◆ TASK GOAL ◆
Render every line of the entries below as a JSON list of strings, with one string per line and blank lines omitted.

[start]

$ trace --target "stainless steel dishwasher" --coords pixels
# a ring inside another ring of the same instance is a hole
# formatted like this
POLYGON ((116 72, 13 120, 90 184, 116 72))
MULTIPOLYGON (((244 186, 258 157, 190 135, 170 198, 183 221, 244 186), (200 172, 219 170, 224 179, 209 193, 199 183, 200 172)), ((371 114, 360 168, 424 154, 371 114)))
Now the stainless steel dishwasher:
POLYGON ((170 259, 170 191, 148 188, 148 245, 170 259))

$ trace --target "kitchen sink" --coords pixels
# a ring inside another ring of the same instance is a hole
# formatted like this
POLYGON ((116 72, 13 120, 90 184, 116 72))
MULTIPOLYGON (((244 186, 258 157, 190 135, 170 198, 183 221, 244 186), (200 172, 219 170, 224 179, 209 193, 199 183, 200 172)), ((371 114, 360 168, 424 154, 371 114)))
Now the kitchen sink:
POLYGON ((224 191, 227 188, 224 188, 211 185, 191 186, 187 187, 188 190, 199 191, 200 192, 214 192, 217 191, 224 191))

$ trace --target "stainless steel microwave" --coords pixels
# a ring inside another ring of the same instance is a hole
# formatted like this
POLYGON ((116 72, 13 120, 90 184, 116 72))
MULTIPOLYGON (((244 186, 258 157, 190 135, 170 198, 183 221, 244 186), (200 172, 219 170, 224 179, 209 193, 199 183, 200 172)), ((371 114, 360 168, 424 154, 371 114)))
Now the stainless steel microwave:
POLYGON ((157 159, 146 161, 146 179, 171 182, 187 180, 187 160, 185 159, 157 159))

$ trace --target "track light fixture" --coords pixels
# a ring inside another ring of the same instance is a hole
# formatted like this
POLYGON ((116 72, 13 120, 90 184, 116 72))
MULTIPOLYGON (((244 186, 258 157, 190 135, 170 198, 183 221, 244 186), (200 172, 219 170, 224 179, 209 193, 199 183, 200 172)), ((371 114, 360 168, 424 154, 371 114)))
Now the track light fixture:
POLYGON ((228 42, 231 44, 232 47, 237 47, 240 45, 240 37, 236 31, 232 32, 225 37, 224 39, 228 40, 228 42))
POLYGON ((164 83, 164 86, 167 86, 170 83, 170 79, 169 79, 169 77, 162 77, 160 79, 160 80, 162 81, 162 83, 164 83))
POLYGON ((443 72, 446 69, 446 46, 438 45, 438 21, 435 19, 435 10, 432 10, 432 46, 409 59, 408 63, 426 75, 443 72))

[end]

◆ ANSWER TO THE PROBLEM ◆
[
  "$ trace --target \"stainless steel dishwasher\" --coords pixels",
  "# a ring inside another ring of the same instance is a hole",
  "# formatted like this",
  "POLYGON ((116 72, 13 120, 90 184, 116 72))",
  "MULTIPOLYGON (((244 186, 258 157, 190 135, 170 198, 183 221, 244 186), (200 172, 219 170, 224 179, 209 193, 199 183, 200 172)), ((371 114, 360 168, 424 154, 371 114)))",
  "Now the stainless steel dishwasher:",
  "POLYGON ((170 259, 170 191, 148 188, 148 245, 170 259))",
  "$ trace --target \"kitchen sink\" --coords pixels",
  "# a ring inside another ring of the same instance is a hole",
  "# formatted like this",
  "POLYGON ((116 72, 13 120, 90 184, 116 72))",
  "MULTIPOLYGON (((244 186, 258 157, 190 135, 170 198, 183 221, 244 186), (200 172, 219 170, 224 179, 209 193, 199 183, 200 172)), ((371 114, 360 168, 424 154, 371 114)))",
  "Now the kitchen sink:",
  "POLYGON ((224 191, 227 188, 224 188, 211 185, 191 186, 187 187, 188 190, 199 191, 200 192, 214 192, 217 191, 224 191))",
  "$ trace --target \"stainless steel microwave\" --coords pixels",
  "# a ring inside another ring of the same instance is a hole",
  "# formatted like this",
  "POLYGON ((116 72, 13 120, 90 184, 116 72))",
  "MULTIPOLYGON (((244 186, 258 157, 190 135, 170 198, 183 221, 244 186), (200 172, 219 170, 224 179, 209 193, 199 183, 200 172)), ((371 114, 360 168, 424 154, 371 114)))",
  "Now the stainless steel microwave:",
  "POLYGON ((157 159, 146 161, 146 179, 171 182, 187 180, 187 160, 185 159, 157 159))",
  "$ trace --target \"track light fixture\" --coords pixels",
  "# a ring inside another ring of the same instance is a hole",
  "# formatted like this",
  "POLYGON ((116 72, 13 120, 90 184, 116 72))",
  "MULTIPOLYGON (((244 186, 258 157, 190 135, 170 198, 183 221, 244 186), (200 172, 219 170, 224 179, 209 193, 199 183, 200 172)), ((371 114, 360 168, 424 154, 371 114)))",
  "Now the track light fixture:",
  "POLYGON ((228 42, 231 44, 232 47, 237 47, 240 45, 240 37, 236 31, 232 32, 225 37, 224 39, 228 40, 228 42))",
  "POLYGON ((164 83, 164 86, 167 86, 170 83, 170 79, 169 79, 169 77, 162 77, 160 79, 160 80, 162 81, 162 83, 164 83))",
  "POLYGON ((443 72, 446 69, 446 46, 438 45, 438 21, 435 19, 435 10, 432 10, 432 46, 409 59, 408 63, 426 75, 443 72))"
]